*Requirements*
Reproduce every one of the following rows word for word, leaving out nothing.
------------------------
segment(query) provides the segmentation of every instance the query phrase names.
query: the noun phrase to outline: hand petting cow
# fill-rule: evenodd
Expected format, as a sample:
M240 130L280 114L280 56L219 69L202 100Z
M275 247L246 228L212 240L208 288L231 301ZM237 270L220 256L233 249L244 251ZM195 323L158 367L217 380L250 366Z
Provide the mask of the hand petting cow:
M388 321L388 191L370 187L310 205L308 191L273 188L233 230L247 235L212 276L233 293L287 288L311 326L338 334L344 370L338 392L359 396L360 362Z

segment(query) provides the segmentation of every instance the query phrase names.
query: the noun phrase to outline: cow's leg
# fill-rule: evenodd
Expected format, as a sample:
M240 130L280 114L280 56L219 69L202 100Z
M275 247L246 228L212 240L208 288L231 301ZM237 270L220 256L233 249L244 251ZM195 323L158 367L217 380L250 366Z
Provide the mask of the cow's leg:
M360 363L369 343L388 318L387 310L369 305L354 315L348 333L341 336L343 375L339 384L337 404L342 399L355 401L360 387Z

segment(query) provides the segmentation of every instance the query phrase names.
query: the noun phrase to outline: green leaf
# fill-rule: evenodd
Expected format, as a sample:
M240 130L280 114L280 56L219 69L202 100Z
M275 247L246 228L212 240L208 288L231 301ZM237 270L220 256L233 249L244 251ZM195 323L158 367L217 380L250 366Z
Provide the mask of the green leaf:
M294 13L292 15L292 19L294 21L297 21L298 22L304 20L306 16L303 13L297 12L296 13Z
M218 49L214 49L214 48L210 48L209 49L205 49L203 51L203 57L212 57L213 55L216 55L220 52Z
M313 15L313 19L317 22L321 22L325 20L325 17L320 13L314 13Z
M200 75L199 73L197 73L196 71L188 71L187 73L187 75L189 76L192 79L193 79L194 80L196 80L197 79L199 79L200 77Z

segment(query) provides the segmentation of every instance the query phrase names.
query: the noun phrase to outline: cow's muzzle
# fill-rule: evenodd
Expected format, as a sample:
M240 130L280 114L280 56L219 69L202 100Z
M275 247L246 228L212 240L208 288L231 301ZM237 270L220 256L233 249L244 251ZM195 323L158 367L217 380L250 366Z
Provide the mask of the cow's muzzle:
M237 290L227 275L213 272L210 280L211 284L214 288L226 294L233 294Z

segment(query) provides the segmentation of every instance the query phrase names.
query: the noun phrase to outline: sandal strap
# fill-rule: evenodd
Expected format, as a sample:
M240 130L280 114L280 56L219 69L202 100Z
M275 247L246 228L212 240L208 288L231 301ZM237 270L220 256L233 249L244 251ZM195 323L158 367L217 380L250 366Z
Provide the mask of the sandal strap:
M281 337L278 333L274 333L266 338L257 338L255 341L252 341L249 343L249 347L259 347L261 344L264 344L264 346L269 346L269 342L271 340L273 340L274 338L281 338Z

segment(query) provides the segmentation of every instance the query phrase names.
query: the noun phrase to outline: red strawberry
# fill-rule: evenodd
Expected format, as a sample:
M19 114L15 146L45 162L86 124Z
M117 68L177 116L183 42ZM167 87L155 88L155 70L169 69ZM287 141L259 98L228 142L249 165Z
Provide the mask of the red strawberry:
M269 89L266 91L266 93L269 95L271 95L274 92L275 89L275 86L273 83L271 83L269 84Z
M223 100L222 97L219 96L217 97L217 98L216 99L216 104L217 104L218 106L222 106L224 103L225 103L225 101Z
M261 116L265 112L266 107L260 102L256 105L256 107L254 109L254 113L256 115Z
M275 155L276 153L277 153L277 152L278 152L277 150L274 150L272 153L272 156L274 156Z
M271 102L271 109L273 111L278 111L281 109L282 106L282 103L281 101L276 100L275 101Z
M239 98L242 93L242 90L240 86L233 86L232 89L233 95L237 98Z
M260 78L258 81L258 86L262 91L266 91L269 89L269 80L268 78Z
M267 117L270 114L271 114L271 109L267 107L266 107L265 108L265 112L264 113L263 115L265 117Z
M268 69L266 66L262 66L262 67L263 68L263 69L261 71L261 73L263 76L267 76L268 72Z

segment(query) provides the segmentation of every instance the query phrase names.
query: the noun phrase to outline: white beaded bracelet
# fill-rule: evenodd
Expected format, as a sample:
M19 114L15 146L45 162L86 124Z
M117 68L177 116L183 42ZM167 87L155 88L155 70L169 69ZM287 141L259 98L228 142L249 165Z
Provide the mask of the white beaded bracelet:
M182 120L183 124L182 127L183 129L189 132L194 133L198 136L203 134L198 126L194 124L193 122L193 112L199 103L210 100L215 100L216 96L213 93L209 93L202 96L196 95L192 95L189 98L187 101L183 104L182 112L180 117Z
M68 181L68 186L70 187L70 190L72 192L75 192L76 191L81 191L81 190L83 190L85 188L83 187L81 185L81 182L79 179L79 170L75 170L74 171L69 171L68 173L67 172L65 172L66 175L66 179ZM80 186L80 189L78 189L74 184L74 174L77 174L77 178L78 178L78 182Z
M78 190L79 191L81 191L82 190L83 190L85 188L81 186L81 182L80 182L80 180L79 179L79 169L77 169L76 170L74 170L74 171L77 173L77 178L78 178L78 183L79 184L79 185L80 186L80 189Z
------------------------
*The solution*
segment(query) provides the segmentation of every instance the query phrase names.
query: the noun phrase to outline: hand petting cow
# fill-rule: evenodd
Expected format, as a sample:
M240 130L280 114L280 56L219 69L202 100Z
M275 247L246 228L212 240L208 288L231 301ZM237 270L220 256L233 249L244 251ZM195 323L158 367L217 380L250 366Z
Provide the mask of the hand petting cow:
M388 321L388 191L370 187L310 205L308 191L273 188L233 230L247 235L212 276L233 293L287 288L311 326L338 334L344 370L338 392L359 396L360 362Z

segment(query) provides the segmentation of every instance the query phrase names.
query: the noun phrase to outline: cow's leg
# fill-rule: evenodd
Expected format, as a sample:
M240 130L280 114L280 56L219 69L202 100Z
M275 247L246 228L212 240L208 288L231 301ZM237 270L220 256L233 249L244 251ZM195 323L158 367L217 380L250 366Z
Provide the mask of the cow's leg:
M360 363L369 343L388 318L387 310L369 305L354 315L348 333L341 336L343 375L339 384L337 404L342 399L355 401L360 387Z

segment(query) provides the segmentation of every instance the query phrase names.
query: the noun phrase to outline: green leaf
# fill-rule: evenodd
Expected format, as a sample:
M240 130L280 114L280 56L219 69L202 100Z
M275 247L246 228L212 240L208 288L231 301ZM237 270L220 256L233 249L244 251ZM195 323L158 367L217 380L250 366Z
Provide the mask of the green leaf:
M294 13L292 15L292 19L294 21L297 21L298 22L304 20L306 16L303 13L297 12L296 13Z
M218 49L214 49L214 48L210 48L209 49L205 49L203 51L203 57L212 57L213 55L216 55L220 52Z
M313 15L313 19L317 22L321 22L325 20L325 17L320 13L314 13Z
M200 75L199 73L197 73L196 71L188 71L187 73L187 75L189 76L192 79L193 79L194 80L196 80L197 79L199 79L200 77Z

segment(query) provides the segmentation of every instance the query phrase names.
query: the noun phrase to outline: cow's muzzle
# fill-rule: evenodd
Expected format, as a sample:
M240 130L280 114L280 56L219 69L202 100Z
M275 247L246 228L212 240L208 288L231 301ZM237 270L220 256L233 249L244 251ZM195 323L158 367L217 380L250 366Z
Provide the mask of the cow's muzzle:
M237 290L227 275L213 272L210 280L211 284L214 288L226 294L233 294Z

segment(query) provides the segmentation of every instance the query phrase names.
query: the noun phrase to outline: sandal strap
# fill-rule: evenodd
Expected format, as a sample:
M240 130L280 114L280 56L219 69L202 100Z
M275 247L246 228L212 240L208 288L231 301ZM237 270L220 256L233 249L244 251ZM195 323L158 367L217 380L250 366Z
Provide the mask of the sandal strap:
M281 337L278 333L274 333L266 338L257 338L255 341L252 341L249 343L249 347L259 347L261 344L264 344L264 346L269 346L269 342L271 340L273 340L274 338L281 338Z

segment(query) provides the segmentation of every instance the query phrase names.
query: the noun phrase to outline: red strawberry
# fill-rule: evenodd
Expected format, as a sample:
M19 114L15 146L45 162L86 124Z
M117 68L177 116L183 42ZM167 87L155 88L155 70L169 69ZM287 141L259 98L228 142L249 165Z
Provide the mask of the red strawberry:
M269 89L266 91L266 93L269 95L271 95L274 92L275 89L275 86L273 83L271 83L269 84Z
M223 100L222 97L219 96L217 97L217 98L216 99L216 104L217 104L218 106L222 106L224 103L225 103L225 101Z
M261 116L265 112L266 107L260 102L256 105L256 107L254 109L254 113L256 115Z
M275 155L276 153L277 153L277 152L278 152L277 150L274 150L272 153L272 156L274 156Z
M271 102L271 109L273 111L278 111L281 109L282 106L282 103L281 101L276 100L275 101Z
M239 98L242 93L242 90L240 86L233 86L232 89L233 95L237 98Z
M260 78L258 81L258 86L262 91L266 91L269 89L269 80L268 78Z
M267 117L270 114L271 114L271 109L267 107L266 107L265 108L265 112L264 113L263 115L265 117Z
M268 69L266 66L262 66L262 67L263 68L263 69L261 71L261 73L263 76L267 76L268 72Z

segment(query) provides the segmentation of every instance the query phrase names.
query: the noun phrase to outline: white beaded bracelet
# fill-rule: evenodd
Expected format, as a sample:
M19 114L15 146L45 162L86 124Z
M117 68L177 116L183 42ZM167 87L155 88L155 70L169 69ZM287 141L259 98L228 142L249 165Z
Provide the mask of the white beaded bracelet:
M182 120L183 124L182 127L183 129L189 132L194 133L198 136L203 134L198 126L194 124L193 122L193 112L199 103L210 100L215 100L216 96L213 93L209 93L202 96L196 95L192 95L189 98L187 101L183 104L182 112L180 117Z
M68 181L68 186L70 187L70 190L72 192L75 192L76 191L81 191L81 190L83 190L85 188L83 187L81 185L81 182L79 179L79 170L75 170L74 171L69 171L68 173L67 172L65 172L66 175L66 179ZM80 186L80 189L78 189L74 184L74 174L77 174L77 178L78 178L78 182Z
M78 190L79 191L81 191L82 190L83 190L85 188L81 186L81 182L80 182L80 180L79 179L79 169L77 169L76 170L74 170L74 171L77 173L77 178L78 178L78 183L79 184L79 185L80 186L80 189Z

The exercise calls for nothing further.